Le projet EVVI Europe, thème de cette journée de conférence, est décisif dans ce processus de transposition.
L’article 22 de la directive, une nécessité pour les États membres
Mme JANICKA-PAWLOWSKA, membre de la Commission européenne, suit le projet EVVI depuis le début et attendait son issue avec impatience. La Commission européenne aide les États membres à mettre en œuvre la directive et répond à leurs questionnements. Des réunions d’experts sont organisées à cet égard.
Après novembre 2015, le rôle de la Commission européenne sera amené à changer, puisqu’elle veillera alors à la bonne mise en œuvre de la directive et, si nécessaire, prendra des mesures juridiques nécessaires à l’égard des pays « désobéissants ».
L’article 22 de la directive est très important, car il met en place un cadre juridique pour la protection de la victime. L’accord des États membres sur cet article est une grande réalisation, mais désormais, tout repose sur chacun d’eux dans la mesure où ils disposent d’une large latitude quant à la méthode de mise en œuvre de la procédure d’évaluation.
Le projet EVVI Europe a ainsi réuni 5 pays membres de l’UE, avec une approche des victimes et des systèmes juridiques différents.
Ce projet est d’ailleurs en parfaite conformité avec l’article 26 de la directive qui concerne la coopération entre les différents pays.

Données brutes ::
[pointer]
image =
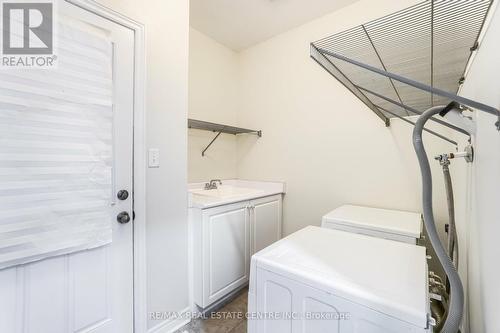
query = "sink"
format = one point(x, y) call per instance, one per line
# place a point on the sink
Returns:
point(226, 192)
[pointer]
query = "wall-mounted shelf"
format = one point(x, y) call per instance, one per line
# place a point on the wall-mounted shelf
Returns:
point(406, 62)
point(219, 129)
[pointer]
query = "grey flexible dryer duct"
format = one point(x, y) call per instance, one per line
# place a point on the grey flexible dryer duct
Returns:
point(456, 304)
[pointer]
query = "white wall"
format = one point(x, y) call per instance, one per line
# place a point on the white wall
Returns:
point(328, 146)
point(213, 96)
point(167, 33)
point(484, 272)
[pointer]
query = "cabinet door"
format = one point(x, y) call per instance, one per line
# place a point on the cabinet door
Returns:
point(226, 245)
point(266, 221)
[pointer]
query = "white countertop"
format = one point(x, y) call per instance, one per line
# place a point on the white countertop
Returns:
point(231, 191)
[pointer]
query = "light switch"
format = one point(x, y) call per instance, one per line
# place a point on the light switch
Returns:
point(154, 157)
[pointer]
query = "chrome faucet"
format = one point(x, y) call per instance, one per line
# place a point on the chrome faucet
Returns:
point(212, 185)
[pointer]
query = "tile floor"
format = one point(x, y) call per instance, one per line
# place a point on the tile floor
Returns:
point(230, 318)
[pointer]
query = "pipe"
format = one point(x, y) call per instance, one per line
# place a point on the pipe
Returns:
point(456, 303)
point(452, 230)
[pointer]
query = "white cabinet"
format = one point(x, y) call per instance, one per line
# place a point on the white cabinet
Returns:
point(224, 239)
point(265, 216)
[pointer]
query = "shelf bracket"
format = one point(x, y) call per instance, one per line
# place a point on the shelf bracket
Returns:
point(211, 142)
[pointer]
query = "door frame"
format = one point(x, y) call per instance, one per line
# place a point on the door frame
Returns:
point(139, 155)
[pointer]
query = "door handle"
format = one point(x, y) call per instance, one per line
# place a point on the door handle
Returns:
point(123, 218)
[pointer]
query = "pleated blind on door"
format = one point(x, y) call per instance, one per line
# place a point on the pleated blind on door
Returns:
point(56, 152)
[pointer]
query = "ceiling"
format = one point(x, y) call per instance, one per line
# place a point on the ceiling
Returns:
point(239, 24)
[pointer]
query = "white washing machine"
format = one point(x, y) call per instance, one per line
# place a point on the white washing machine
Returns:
point(318, 280)
point(382, 223)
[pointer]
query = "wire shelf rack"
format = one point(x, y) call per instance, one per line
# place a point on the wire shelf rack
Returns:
point(406, 62)
point(219, 129)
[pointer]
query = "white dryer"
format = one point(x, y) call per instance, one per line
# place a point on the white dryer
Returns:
point(318, 280)
point(383, 223)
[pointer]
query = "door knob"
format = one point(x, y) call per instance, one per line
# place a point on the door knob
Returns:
point(122, 194)
point(123, 217)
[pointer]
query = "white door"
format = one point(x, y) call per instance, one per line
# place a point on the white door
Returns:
point(90, 290)
point(226, 238)
point(266, 221)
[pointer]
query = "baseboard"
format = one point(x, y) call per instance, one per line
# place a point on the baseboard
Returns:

Consigne ::
Pour chaque affirmation, dites si elle concorde avec le texte sur le projet EVVI Europe, en répondant par oui ou par non et en citant textuellement les mots du texte qui tranchent.
1. Le projet EVVI Europe a rassemblé cinq pays membres de l'UE.
2. Les États membres ont peu de liberté dans le choix de la méthode de mise en œuvre de la procédure d'évaluation.
3. Le projet EVVI Europe respecte l'article 26 de la directive.
Les données n'ont aucun rapport avec le texte.

Réponse complète ::
1. Oui : « Le projet EVVI Europe a ainsi réuni 5 pays membres de l’UE ».
2. Non : « ils disposent d’une large latitude quant à la méthode de mise en œuvre de la procédure d’évaluation ».
3. Oui : « Ce projet est d’ailleurs en parfaite conformité avec l’article 26 de la directive ».